AUFGABENSTELLUNG:
Beantworte zum Text über frühe Tierkreisbilder diese Fragen kurz:
(a) An welchen beiden Orten entstanden die zwei erwähnten Handschriften?
(b) Von welchem Werk ergänzte man um 800 in Fulda eine Abschrift?
(c) Wie wird die Hand beschrieben, von der die Darstellungen stammen?

TEXT:
○ ○ ○
Erst ganz am Ende des achten Jahrhunderts lassen sich erste Spuren einer Bildtradition fassen, die sich dem Diktum der Kirchenväter entzieht und einem Bedürfnis nach Anschaulichkeit nachgibt. In zwei Handschriften die in Fulda bzw. Regensburg entstanden und den systematischen Bemühungen der karolingischen Kalenderreform noch vorausgehen, finden sich stark vereinfachte Wiedergaben der Tierkreiszeichen.

Etwa um 800 ergänzte man in Fulda eine Abschrift von Isidors Grundlagenwerk De rerum natura mit kurzen Texten zu verschiedenen Aspekten des Tierkreises und fügte ein kreisförmiges Diagramm hinzu, welches Zeichnungen der Zodiakalzeichen mit knappen Aufzählungen verbindet, die auch auf astrologische Fragen eingehen. Die Darstellungen selber stammen von einer ungeübten Hand und ihre Ikonographie ist nur vage zu erkennen. Dennoch hat der ausführende Mönch eine genaue Vorstellung von dem Aussehen der Tierkreiszeichen gehabt und dürfte entsprechende Bilder zumindest einmal gesehen haben.
○ ○ ○
ERFASSTE DATEN:
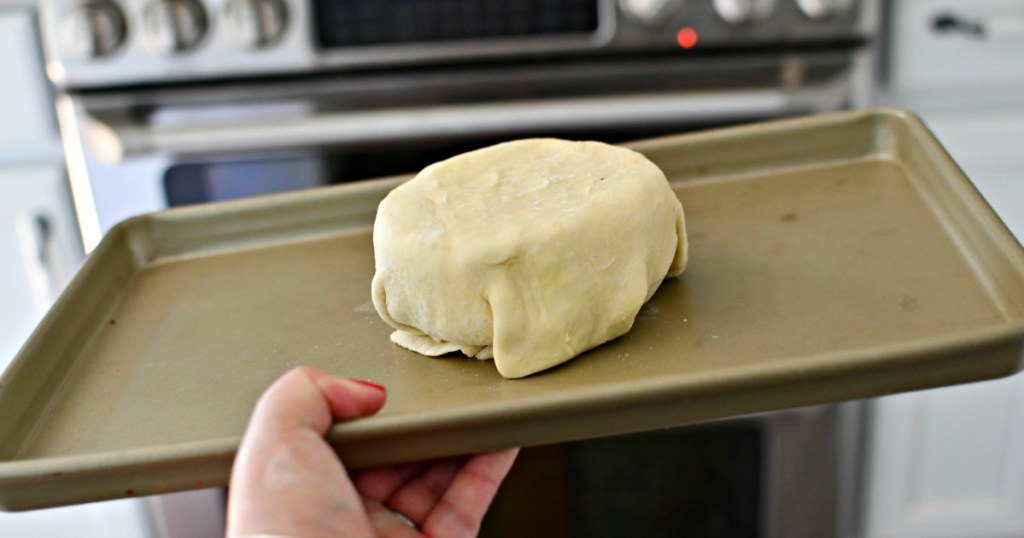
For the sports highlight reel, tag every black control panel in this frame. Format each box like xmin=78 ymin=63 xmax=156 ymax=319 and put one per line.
xmin=313 ymin=0 xmax=598 ymax=48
○ ○ ○
MUSTERLÖSUNG:
(a) In Fulda bzw. Regensburg.
(b) Von Isidors Grundlagenwerk De rerum natura.
(c) Als ungeübte Hand.